> [TASK]:
Carry on the Speedy Utils documentation excerpt about multi-process scripts and error handling from where it stops, starting after its last line of code.

> [SELECTED PASSAGE]:
-=-=-=-=-
Multi-Process Script Setup:

Your script must use MP_ID and MP_TOTAL environment variables for sharding:

import os

MP_ID = int(os.getenv("MP_ID", "0"))
MP_TOTAL = int(os.getenv("MP_TOTAL", "1"))

# Shard your data - each process gets its slice
inputs = list(range(1000))
my_inputs = inputs[MP_ID::MP_TOTAL]

for item in my_inputs:
    process(item)

Managing Sessions:

• Sessions are named incrementally: mpython, mpython-1, mpython-2, etc.
• Kill all sessions: kill-mpython
• Attach to session: tmux attach -t mpython

Enhanced Error Handling

Speedy Utils now provides comprehensive error handling for parallel processing with rich formatting and detailed diagnostics.

Rich Error Tracebacks

When errors occur, you'll see beautifully formatted tracebacks with:

• Code context: Lines of code around the error location
• Caller information: Shows where the parallel function was invoked
• Filtered frames: Focuses on user code, hiding infrastructure details
• Color coding: Easy-to-read formatting with syntax highlighting

Error Handling Modes

Choose how to handle errors in parallel processing:

• 'raise' (default): Stop on first error with detailed traceback
• 'ignore': Continue processing, return None for failed items
• 'log': Log errors to files and continue processing

Error Logging

When using error_handler='log', errors are automatically saved to timestamped files in .cache/speedy_utils/error_logs/ with full context and stack traces.

Progress Reporting with Error Statistics

Progress bars now show real-time error and success counts:

Multi-thread [8/10] [00:02<00:00, 3.45it/s, success=8, errors=2, pending=0]

This makes it easy to monitor processing health at a glance.

Example: Robust Data Processing

from speedy_utils import multi_thread

def process_data_record(record):
    """Process a data record that might have issues."""
    try:
        # Your processing logic here
        value = record['value'] / record['divisor']
        return {'result': value, 'status': 'success'}
    except KeyError as e:
        raise ValueError(f"Missing required field in record: {e}")
-=-=-=-=-
> [COLLECTED DATA]:
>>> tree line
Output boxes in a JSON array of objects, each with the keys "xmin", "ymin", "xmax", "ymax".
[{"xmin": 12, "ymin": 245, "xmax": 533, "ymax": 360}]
-=-=-=-=-
> [EXPECTED OUTPUT]:
    except ZeroDivisionError:
        raise ValueError("Division by zero in record")

# Sample data with some problematic records
data = [
    {'value': 10, 'divisor': 2},     # OK
    {'value': 15, 'divisor': 0},     # Will error
    {'value': 20, 'divisor': 4},     # OK
    {'value': 25},                   # Missing divisor - will error
]

# Process with error logging - continues despite errors
results = multi_thread(
    process_data_record, 
    data, 
    workers=4,
    error_handler='log',
    max_error_files=10
)

print("Results:", results)
# Output: Results: [{'result': 5.0, 'status': 'success'}, None, {'result': 5.0, 'status': 'success'}, None]
# Errors are logged to files for later analysis

File I/O

Dumping Data

Save data in JSON, JSONL, or pickle formats.

from speedy_utils import dump_json_or_pickle, dump_jsonl

data = {"name": "Alice", "age": 30}

# Save as JSON
dump_json_or_pickle(data, "data.json")

# Save as JSONL
dump_jsonl([data, {"name": "Bob", "age": 25}], "data.jsonl")

# Save as Pickle
dump_json_or_pickle(data, "data.pkl")

Loading Data

Load data based on file extensions.

from speedy_utils import load_json_or_pickle, load_by_ext

# Load JSON
data = load_json_or_pickle("data.json")

# Load JSONL
data_list = load_json_or_pickle("data.jsonl")

# Load Pickle
data = load_json_or_pickle("data.pkl")

# Load based on extension with parallel processing
loaded_data = load_by_ext(["data.json", "data.pkl"])

Data Manipulation

Flattening Lists and Dictionaries

from speedy_utils import flatten_list, flatten_dict

nested_list = [[1, 2], [3, 4], [5]]
flat_list = flatten_list(nested_list)
print(flat_list)  # [1, 2, 3, 4, 5]

nested_dict = {"a": {"b": 1, "c": 2}, "d": 3}
flat_dict = flatten_dict(nested_dict)
print(flat_dict)  # {'a.b': 1, 'a.c': 2, 'd': 3}

Converting to Built-in Python Types

from speedy_utils import convert_to_builtin_python
from pydantic import BaseModel

class User(BaseModel):
    name: str
    age: int

user = User(name="Charlie", age=28)
builtin_user = convert_to_builtin_python(user)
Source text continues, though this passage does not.